▶ **TASK TO CARRY OUT**:
The copy you produce must hold every record exactly, and none of the images.

▶ **DATA PROVIDED**:
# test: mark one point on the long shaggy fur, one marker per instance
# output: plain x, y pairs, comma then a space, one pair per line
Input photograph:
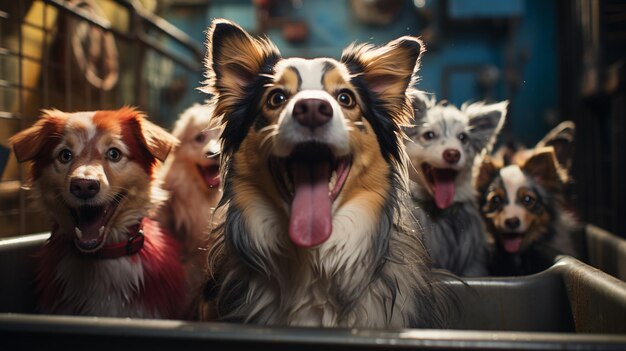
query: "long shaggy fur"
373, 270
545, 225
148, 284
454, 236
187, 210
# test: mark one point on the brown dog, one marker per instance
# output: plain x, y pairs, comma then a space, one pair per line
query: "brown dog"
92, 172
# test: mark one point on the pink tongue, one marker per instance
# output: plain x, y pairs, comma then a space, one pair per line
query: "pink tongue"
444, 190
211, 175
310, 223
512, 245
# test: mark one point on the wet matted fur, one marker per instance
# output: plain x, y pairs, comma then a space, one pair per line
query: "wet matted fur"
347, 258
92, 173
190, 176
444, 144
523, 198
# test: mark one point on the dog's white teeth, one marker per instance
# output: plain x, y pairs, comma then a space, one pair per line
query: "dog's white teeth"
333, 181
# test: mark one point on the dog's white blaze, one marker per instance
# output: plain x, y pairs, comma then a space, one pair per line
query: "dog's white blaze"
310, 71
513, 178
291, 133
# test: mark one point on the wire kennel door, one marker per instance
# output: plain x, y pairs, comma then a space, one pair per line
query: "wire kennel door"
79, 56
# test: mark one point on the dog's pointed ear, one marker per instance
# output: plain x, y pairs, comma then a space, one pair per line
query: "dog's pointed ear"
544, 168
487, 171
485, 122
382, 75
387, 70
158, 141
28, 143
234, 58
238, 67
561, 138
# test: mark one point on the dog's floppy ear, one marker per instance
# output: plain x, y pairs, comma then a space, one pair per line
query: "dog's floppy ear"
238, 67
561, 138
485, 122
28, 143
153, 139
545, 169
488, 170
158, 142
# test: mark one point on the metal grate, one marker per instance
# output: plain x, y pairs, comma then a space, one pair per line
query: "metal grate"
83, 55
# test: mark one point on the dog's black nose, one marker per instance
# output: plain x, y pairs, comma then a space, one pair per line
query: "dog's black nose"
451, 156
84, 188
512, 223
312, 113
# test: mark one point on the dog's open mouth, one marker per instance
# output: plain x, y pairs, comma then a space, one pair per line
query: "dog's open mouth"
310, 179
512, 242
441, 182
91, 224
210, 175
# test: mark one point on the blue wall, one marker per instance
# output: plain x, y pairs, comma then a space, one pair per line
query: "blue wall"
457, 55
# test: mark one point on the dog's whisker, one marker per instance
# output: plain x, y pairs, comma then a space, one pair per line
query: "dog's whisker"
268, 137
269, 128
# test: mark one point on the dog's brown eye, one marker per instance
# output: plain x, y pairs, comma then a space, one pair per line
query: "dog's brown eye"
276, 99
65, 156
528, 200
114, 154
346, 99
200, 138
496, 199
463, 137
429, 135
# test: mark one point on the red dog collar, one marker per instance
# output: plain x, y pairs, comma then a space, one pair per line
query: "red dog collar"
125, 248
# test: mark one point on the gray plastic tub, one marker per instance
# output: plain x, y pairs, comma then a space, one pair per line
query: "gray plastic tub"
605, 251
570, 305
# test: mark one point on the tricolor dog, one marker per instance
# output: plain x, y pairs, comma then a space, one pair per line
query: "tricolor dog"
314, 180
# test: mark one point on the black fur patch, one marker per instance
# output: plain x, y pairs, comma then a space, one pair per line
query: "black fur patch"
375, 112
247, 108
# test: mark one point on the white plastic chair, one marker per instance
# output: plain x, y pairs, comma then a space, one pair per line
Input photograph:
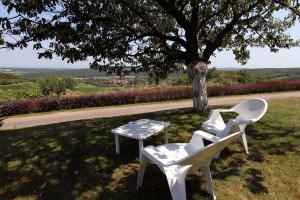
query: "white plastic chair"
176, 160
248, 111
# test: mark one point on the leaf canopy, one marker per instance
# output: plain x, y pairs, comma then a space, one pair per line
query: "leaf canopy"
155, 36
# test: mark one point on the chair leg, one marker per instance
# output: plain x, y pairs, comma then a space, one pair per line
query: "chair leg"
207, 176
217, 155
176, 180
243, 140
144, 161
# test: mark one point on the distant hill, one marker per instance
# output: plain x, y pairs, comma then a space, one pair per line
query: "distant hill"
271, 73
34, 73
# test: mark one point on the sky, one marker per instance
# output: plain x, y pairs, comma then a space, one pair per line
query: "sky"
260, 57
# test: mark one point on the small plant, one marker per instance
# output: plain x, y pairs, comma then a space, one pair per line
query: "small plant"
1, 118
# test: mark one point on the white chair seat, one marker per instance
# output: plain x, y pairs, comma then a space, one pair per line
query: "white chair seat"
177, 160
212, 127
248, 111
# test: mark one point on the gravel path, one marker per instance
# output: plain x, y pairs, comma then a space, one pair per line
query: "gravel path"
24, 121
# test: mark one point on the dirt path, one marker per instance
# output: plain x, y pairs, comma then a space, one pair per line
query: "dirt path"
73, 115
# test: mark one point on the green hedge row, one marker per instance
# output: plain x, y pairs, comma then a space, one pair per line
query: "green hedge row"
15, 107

▶ **EXERCISE RESULT**:
# test: mark one point on the long shaggy fur, one marker per instance
# output: plain x, y pairs, comma then a space, one pair per line
Input photograph:
query: "long shaggy fur"
373, 270
545, 225
148, 284
454, 236
187, 210
# test: mark one point on the brown dog, one marker per instance
# output: plain x, y pairs, comma then a space, one pair per line
query: "brown dog"
92, 172
# test: mark one point on the pink tongue, one marker per instance
# output: plain x, y pairs, comma then a space, one pair per line
query: "pink tongue"
444, 190
211, 175
310, 223
512, 245
# test: mark one point on the wet matted fur, one marker per instance
# output: plain x, y pairs, comma then a space, one pair per line
query: "wet matted fur"
347, 258
92, 173
190, 176
444, 144
523, 198
# test: mark one point on the dog's white teeth, one marker per instance
# output: plain x, y pairs, comma then a space, one pair per line
query: "dog's white teeth"
333, 181
# test: mark one point on the dog's white blaze, one marker per instance
# output: plain x, y pairs, comma then a space, one pair per line
query: "dog's white blaze"
310, 71
513, 178
291, 133
# test: mark one point on the wire kennel door, one marker per instance
# output: plain x, y pairs, comma then a space, one pair per line
query: "wire kennel door"
79, 56
# test: mark one point on the dog's pointed ear, one marker per instance
# output: plain x, y pairs, comma then a space, one pair per line
query: "dog's pointed ear"
544, 168
487, 171
485, 122
382, 75
387, 70
158, 141
28, 143
234, 58
238, 67
561, 138
# test: mark one point on the dog's floppy ear, one marker per instance
# output: plain x, y pairs, comma then a space, one pair per line
query: "dog's floppy ear"
238, 67
561, 138
485, 122
28, 143
153, 139
545, 169
488, 170
158, 142
# test: mark one point on the metal grate, one marker per instance
# output: plain x, y pairs, comma then a space, one pair per line
query: "metal grate"
83, 55
# test: mark one point on the dog's black nose, one marker per instance
# output: plain x, y pairs, comma then a space, one pair per line
query: "dog's black nose"
451, 156
84, 188
512, 223
312, 113
# test: mark one point on the dog's open mouth, one marker per instance
# output: plain x, y pairs, comma then a space, one pair per line
query: "dog's open mouth"
310, 179
512, 242
441, 182
91, 224
210, 175
# test: mark one point on the blue wall, one marker per instance
# output: plain x, y pairs, comma then a space, one pair per line
query: "blue wall"
457, 55
# test: mark one point on the dog's whisker, one marker per instance
# output: plain x, y pairs, comma then a space, one pair per line
query: "dog's whisker"
268, 137
269, 128
# test: mark one point on the dog's brown eye, one marker per instance
# output: plain x, y pairs, comma then a space, one pair per line
query: "dog's brown eye"
276, 99
65, 156
528, 200
114, 154
346, 99
200, 138
496, 199
463, 137
429, 135
# test: mark one point on the red dog collar, one marker per instance
# output: plain x, y pairs, comma then a space, one pair per line
query: "red dog collar"
125, 248
# test: mark one point on the gray plastic tub, one marker per instance
# output: plain x, y pairs, comma then a space, one pair per line
query: "gray plastic tub"
605, 251
570, 305
# test: mark one point on the tricolor dog, one marker per instance
# output: plain x, y pairs, comma then a space, one pair per line
query: "tricolor dog"
314, 180
# test: mark one point on the black fur patch, one marker per instance
# output: plain x, y pairs, comma then a space, one pair per line
query: "black fur patch"
375, 112
247, 108
# test: mark one point on the white plastic chair, one marker per instance
# output: plain x, y pairs, comma then a space, one pair per line
Input photograph:
query: "white plastic chair"
176, 160
248, 111
# test: mark one point on the leaf canopy, one marker per instance
# output: plain x, y pairs, comma then a space, one pair per line
query: "leaf canopy"
155, 36
# test: mark one point on the chair leg, one marker per instance
# output: plain x, y pairs, comma then a space, one pair per line
query: "chair leg"
207, 176
217, 155
176, 180
243, 140
144, 161
# test: mark one point on the distant hill, one marker per instance
# output: plain x, y pairs, comma then a space, one pair per line
query: "distant hill"
271, 73
34, 73
# test: mark one point on the sky, one marker per instance
# output: plain x, y pairs, comma then a space, one pair per line
query: "sky"
260, 57
# test: mark one point on the small plant, one marker per instance
# output: plain x, y pairs, comma then a space, one pair per line
query: "small plant"
1, 118
# test: mark one point on the white chair seat, one marker per instance
# output: plain x, y pairs, comma then a space, one pair per line
query: "white chair seat"
177, 160
212, 127
248, 111
# test: mark one point on the gravel path, one marker per instance
# output: plain x, y pairs, comma then a space, one pair per line
query: "gravel path"
24, 121
# test: mark one point on the dirt path, one marker per instance
# output: plain x, y pairs, comma then a space, one pair per line
query: "dirt path"
73, 115
# test: mark one point on the green hedge row, one marker per instance
# output: plain x, y pairs, comma then a space, one pair per line
query: "green hedge row"
15, 107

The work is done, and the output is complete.